PROBLEM
Would you please set down the lines of the data from the one containing "locate snow-covered ground" to the final line, exactly and only those?

DATA SUPPLIED
..............................

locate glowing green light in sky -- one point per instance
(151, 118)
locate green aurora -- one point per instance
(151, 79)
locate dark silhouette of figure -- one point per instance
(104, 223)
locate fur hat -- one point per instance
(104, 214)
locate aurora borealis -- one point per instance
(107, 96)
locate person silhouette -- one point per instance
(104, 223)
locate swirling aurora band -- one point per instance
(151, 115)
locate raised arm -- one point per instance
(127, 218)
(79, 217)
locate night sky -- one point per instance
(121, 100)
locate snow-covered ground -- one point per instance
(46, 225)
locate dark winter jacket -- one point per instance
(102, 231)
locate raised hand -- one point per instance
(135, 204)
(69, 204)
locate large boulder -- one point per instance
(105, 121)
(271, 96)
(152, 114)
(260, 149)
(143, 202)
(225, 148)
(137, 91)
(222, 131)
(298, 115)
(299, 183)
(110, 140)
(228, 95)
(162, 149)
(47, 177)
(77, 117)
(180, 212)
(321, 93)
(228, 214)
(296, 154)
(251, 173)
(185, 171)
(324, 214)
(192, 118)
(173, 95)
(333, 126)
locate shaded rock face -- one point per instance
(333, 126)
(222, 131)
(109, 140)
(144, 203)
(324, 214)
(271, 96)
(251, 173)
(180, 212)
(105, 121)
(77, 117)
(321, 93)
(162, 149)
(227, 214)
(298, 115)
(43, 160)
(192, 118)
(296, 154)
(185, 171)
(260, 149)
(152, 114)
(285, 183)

..............................

REPLY
locate snow-covered ground -- one point per instance
(46, 225)
locate dark winter jacket -- one point per instance
(102, 231)
locate raised hand -- one point per instance
(135, 204)
(69, 204)
locate large boulder -- one point per instance
(105, 121)
(271, 96)
(152, 114)
(260, 149)
(143, 202)
(225, 148)
(137, 91)
(222, 131)
(298, 115)
(299, 183)
(110, 140)
(228, 95)
(162, 149)
(47, 177)
(77, 117)
(180, 212)
(321, 93)
(228, 214)
(296, 154)
(251, 173)
(185, 171)
(324, 214)
(192, 118)
(173, 95)
(333, 126)
locate shaded rock face -- one point per instance
(333, 126)
(222, 131)
(109, 140)
(144, 203)
(324, 214)
(271, 96)
(251, 173)
(180, 212)
(105, 121)
(77, 117)
(321, 93)
(162, 149)
(227, 214)
(298, 115)
(43, 160)
(192, 118)
(296, 154)
(185, 171)
(260, 149)
(152, 114)
(285, 183)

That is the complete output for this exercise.